• [Data taken from a collection]
# # # #
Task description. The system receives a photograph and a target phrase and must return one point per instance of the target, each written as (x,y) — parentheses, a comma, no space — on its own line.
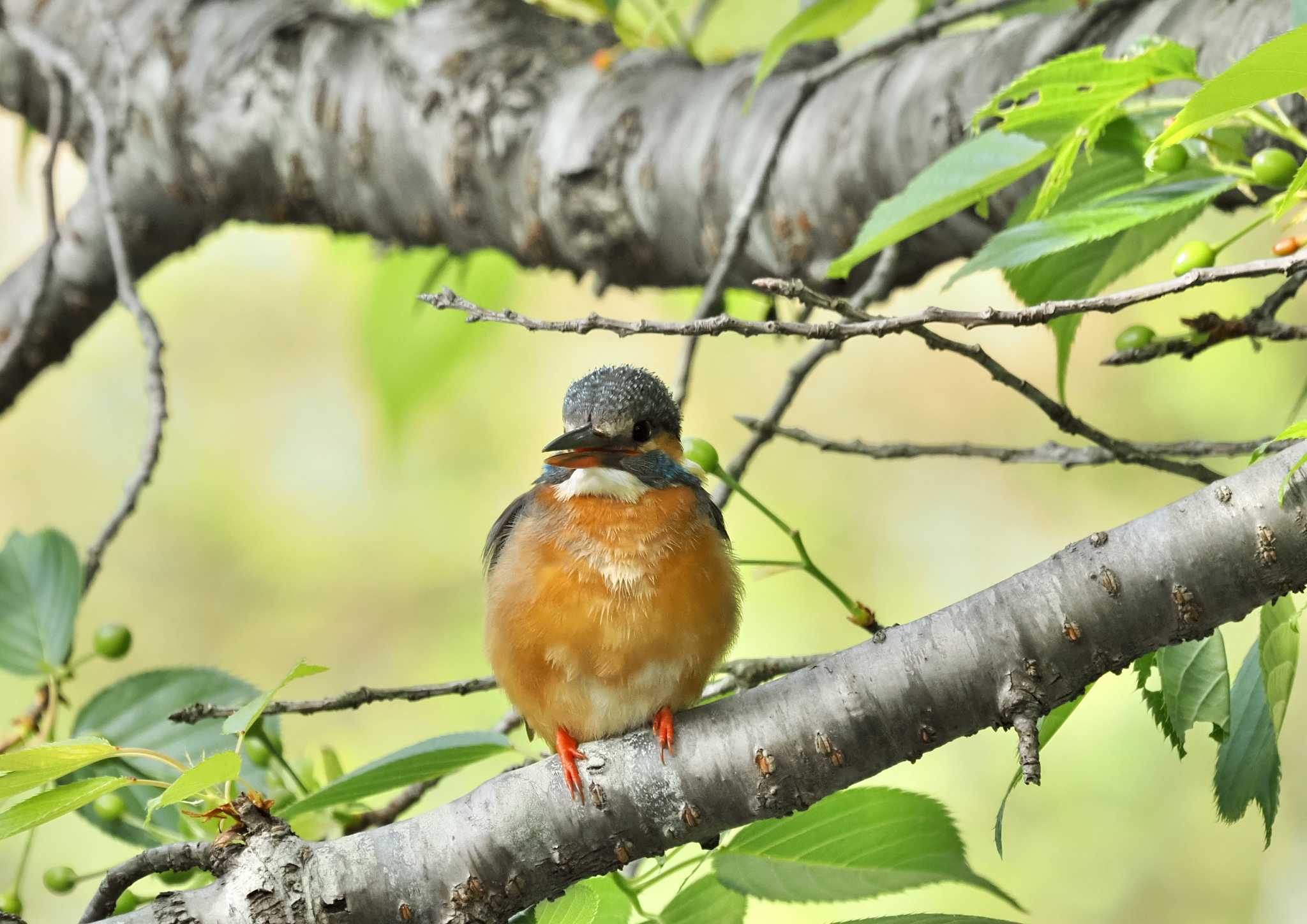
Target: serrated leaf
(705,901)
(412,355)
(1248,758)
(851,845)
(54,803)
(1277,646)
(1049,727)
(966,174)
(1272,70)
(1153,699)
(212,770)
(825,19)
(241,720)
(1064,230)
(26,769)
(577,906)
(930,919)
(1292,431)
(1079,87)
(1195,684)
(135,713)
(422,761)
(40,592)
# # # #
• [YOUR OBJECTIVE] Copy the entries above line for line, omitting the pictures.

• [WRITTEN RESPONSE]
Task description. The system receives a photograph and a target phrase and must return one point per instance of the target, each written as (x,y) — parentheses, a comma, no space — on its own line.
Target: serrated leaf
(705,901)
(412,355)
(1248,758)
(851,845)
(54,803)
(1277,646)
(1049,727)
(966,174)
(1272,70)
(1153,699)
(212,770)
(825,19)
(241,720)
(1064,230)
(26,769)
(577,906)
(930,919)
(1292,431)
(1079,87)
(1195,684)
(135,713)
(422,761)
(40,592)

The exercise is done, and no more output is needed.